▶ Aim
Copy word for word the lines of the records below that begin with the line containing "In this exercise you will indicate the ski pole grip" and run through the line containing "point(395, 124)", including both of those lines.

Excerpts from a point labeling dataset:
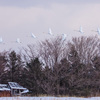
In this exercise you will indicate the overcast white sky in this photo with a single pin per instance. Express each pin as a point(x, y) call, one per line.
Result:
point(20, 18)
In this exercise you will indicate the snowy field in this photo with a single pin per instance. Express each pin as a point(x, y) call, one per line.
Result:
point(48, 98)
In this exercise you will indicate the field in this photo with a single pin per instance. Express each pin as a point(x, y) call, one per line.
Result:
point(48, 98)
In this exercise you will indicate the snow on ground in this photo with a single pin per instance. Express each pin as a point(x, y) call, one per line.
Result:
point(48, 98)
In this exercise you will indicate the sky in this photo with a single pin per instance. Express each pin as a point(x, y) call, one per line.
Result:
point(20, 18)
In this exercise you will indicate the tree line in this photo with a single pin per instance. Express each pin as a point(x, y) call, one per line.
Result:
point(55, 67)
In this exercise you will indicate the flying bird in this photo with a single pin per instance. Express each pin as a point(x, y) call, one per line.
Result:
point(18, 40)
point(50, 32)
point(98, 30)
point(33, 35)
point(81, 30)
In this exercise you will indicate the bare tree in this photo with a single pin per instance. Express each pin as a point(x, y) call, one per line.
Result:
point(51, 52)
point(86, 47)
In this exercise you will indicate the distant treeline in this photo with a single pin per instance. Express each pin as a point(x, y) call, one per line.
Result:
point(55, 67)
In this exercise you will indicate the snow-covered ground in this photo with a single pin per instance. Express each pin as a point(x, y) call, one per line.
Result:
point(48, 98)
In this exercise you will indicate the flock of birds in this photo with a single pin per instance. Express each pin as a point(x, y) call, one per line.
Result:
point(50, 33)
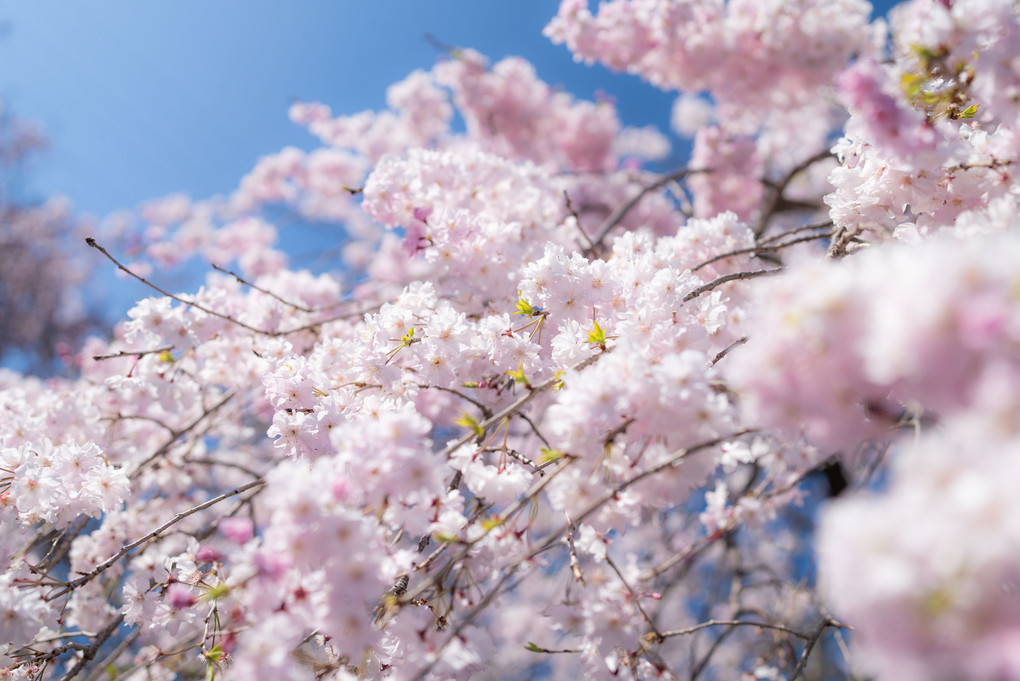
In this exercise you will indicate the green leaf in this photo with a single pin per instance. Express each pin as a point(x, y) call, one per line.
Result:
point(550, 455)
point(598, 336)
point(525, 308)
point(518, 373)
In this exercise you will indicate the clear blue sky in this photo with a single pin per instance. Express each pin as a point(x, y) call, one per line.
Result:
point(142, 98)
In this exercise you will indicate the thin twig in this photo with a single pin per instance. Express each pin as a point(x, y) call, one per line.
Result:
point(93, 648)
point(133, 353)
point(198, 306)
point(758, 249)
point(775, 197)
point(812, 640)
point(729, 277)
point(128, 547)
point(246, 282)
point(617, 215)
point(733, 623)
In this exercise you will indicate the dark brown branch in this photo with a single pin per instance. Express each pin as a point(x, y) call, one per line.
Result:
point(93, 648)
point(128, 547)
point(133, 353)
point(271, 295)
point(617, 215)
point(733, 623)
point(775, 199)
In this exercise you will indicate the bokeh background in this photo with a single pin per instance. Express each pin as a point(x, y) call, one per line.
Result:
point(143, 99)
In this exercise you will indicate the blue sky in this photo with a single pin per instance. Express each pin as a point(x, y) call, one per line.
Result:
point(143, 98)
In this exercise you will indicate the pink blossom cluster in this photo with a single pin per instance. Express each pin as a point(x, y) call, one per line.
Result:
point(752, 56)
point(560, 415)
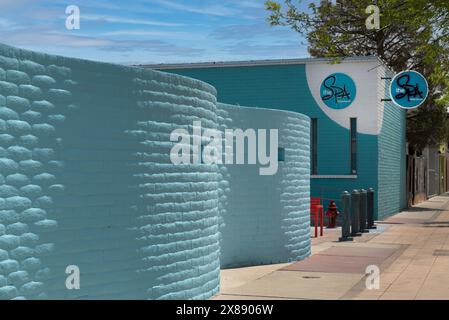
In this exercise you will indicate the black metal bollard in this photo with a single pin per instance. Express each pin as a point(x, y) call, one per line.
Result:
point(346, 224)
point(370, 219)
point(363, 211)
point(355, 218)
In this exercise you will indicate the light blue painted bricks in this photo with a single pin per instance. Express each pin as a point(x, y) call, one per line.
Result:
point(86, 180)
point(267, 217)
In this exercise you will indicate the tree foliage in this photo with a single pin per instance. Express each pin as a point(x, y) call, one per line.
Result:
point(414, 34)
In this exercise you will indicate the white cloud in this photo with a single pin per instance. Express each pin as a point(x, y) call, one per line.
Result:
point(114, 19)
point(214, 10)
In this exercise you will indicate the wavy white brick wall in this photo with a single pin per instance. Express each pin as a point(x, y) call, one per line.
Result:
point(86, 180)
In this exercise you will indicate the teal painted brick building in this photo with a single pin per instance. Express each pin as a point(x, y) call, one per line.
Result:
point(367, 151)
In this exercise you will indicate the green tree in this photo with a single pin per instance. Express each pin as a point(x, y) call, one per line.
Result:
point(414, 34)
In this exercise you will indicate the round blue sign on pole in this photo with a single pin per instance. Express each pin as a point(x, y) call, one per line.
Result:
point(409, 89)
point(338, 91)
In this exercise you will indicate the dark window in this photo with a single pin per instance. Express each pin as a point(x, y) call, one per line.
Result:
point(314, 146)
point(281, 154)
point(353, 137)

==

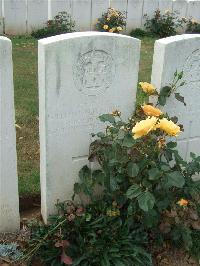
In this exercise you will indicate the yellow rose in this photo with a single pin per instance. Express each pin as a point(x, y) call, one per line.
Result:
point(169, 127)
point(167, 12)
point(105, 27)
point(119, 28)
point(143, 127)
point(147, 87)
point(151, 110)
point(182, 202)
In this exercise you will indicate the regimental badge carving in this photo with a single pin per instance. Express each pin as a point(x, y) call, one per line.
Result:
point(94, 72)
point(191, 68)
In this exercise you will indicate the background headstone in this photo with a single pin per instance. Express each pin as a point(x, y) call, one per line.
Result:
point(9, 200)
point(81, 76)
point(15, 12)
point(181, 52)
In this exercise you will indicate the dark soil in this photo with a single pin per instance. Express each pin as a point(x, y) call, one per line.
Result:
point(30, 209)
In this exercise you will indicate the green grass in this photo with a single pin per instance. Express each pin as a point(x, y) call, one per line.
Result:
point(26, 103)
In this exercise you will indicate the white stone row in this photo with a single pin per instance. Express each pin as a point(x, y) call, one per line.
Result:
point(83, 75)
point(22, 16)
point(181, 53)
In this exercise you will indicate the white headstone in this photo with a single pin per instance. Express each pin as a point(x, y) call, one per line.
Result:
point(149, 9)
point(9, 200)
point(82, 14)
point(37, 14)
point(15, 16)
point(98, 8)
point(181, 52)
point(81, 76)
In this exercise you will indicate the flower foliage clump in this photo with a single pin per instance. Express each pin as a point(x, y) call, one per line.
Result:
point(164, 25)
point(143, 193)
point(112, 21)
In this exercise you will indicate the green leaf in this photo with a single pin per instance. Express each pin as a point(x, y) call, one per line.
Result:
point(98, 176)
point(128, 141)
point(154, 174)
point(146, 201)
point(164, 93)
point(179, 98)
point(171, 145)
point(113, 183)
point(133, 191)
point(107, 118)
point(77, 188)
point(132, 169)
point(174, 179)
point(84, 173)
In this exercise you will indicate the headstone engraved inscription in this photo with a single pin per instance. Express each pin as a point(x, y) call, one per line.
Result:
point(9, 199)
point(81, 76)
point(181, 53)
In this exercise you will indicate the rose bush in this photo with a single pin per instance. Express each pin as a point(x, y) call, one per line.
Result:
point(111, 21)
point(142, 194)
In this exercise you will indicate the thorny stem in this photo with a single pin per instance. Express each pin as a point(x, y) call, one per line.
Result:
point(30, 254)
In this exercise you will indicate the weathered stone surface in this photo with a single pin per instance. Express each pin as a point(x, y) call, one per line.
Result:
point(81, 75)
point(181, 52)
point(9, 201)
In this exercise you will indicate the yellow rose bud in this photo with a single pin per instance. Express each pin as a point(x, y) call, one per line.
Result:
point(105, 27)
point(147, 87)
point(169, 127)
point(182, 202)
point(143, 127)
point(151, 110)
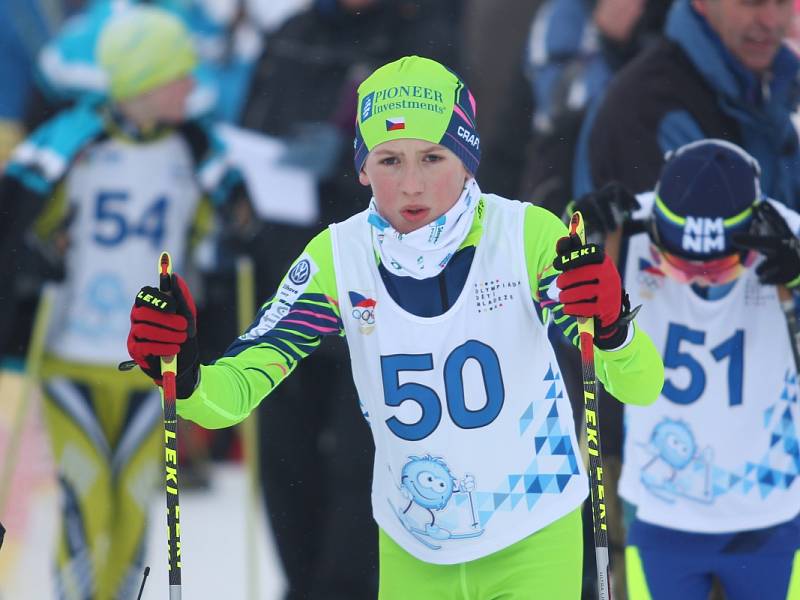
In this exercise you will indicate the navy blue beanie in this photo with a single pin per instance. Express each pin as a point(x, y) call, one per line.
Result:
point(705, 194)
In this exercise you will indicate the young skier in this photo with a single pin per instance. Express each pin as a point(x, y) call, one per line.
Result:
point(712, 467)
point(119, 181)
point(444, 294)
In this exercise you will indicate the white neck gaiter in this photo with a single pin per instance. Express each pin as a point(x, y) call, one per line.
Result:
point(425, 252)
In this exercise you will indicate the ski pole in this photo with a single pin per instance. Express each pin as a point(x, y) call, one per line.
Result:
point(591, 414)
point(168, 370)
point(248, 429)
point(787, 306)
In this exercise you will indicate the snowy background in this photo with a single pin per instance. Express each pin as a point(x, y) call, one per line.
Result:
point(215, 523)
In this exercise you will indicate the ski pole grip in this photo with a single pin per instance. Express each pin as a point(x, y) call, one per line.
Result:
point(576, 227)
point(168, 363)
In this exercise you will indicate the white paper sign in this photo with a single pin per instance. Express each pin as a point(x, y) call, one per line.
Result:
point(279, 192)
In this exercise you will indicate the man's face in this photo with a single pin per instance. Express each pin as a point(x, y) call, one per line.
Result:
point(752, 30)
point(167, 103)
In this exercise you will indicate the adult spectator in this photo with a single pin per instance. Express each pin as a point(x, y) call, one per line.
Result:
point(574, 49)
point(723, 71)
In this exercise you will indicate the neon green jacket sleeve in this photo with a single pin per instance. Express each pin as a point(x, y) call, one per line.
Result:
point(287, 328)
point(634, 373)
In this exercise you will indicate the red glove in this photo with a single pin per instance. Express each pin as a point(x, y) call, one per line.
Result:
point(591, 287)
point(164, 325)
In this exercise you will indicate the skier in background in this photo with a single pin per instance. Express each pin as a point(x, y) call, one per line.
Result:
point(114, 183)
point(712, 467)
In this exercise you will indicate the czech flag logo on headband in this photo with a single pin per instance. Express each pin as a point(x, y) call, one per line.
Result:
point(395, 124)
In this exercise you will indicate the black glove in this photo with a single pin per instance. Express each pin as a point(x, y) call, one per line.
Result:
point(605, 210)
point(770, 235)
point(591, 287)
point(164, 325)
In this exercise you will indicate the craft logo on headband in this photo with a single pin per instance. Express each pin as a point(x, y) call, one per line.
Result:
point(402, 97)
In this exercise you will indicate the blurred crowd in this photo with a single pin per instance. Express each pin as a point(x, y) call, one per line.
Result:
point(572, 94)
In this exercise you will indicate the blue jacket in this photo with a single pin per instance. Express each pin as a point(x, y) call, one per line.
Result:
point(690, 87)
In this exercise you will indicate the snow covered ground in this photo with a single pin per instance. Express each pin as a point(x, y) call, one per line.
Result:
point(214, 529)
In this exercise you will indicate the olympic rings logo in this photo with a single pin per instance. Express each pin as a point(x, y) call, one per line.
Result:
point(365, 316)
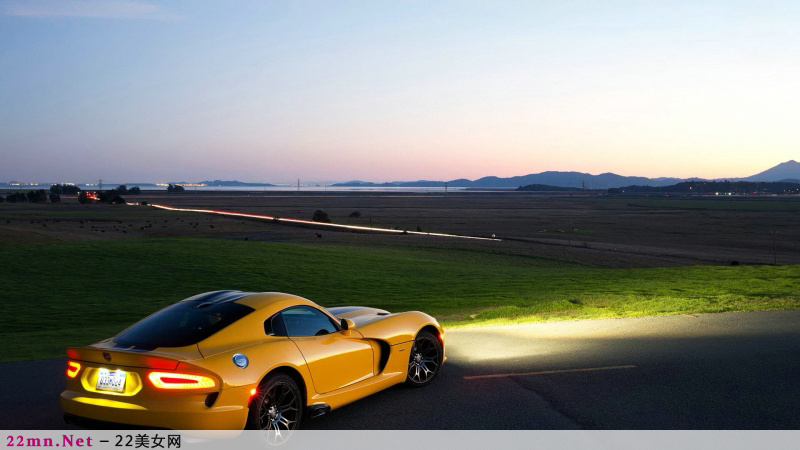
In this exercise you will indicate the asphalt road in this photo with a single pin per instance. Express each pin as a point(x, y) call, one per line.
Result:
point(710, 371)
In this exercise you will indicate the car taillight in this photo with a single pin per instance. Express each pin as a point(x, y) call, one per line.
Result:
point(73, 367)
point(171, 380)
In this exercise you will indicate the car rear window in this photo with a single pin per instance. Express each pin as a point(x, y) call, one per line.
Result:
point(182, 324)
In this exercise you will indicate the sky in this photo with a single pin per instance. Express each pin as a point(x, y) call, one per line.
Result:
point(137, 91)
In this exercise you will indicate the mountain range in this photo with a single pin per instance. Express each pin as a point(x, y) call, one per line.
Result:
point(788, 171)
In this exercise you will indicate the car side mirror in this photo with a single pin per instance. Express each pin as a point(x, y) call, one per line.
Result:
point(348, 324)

▶ Output of the task
In this exercise you will indicate the ski pole grip in this photo with a single pin per instance. Express each pin as a point(x, y) call, one per line.
Result:
point(576, 227)
point(168, 363)
In this exercise you will indicate the white paper sign in this photo with a single pin per instance. Express each pin as a point(x, y) call, one per line.
Result:
point(279, 192)
In this exercise you will indicate the man's face in this photo with a single pin per instance. Express each pin as a point(x, y) call, one per line.
Result:
point(752, 30)
point(167, 103)
In this exercise you will indicate the adult spectator in this photo with a single pin per instance. Express each pin as a point(x, y) call, one per line.
Result:
point(574, 49)
point(723, 71)
In this exercise you will indicate the neon green jacket sleeve in this photo with a single pin per instance. Express each pin as a point(x, y) call, one per line.
Result:
point(287, 328)
point(634, 373)
In this exercise you will indicate the red glove in this photo with a single pin per instance. Express each pin as a point(x, y) call, one per line.
Result:
point(591, 287)
point(164, 325)
In this exercise you will indicate the skier in background in this photo with a single pin per instance. Express each pin as a point(x, y) call, one per line.
Result:
point(114, 183)
point(712, 467)
In this exercise you will indicate the czech flag logo on headband in this photo with a single pin per instance. Express each pin as a point(x, y) call, one per line.
Result:
point(395, 124)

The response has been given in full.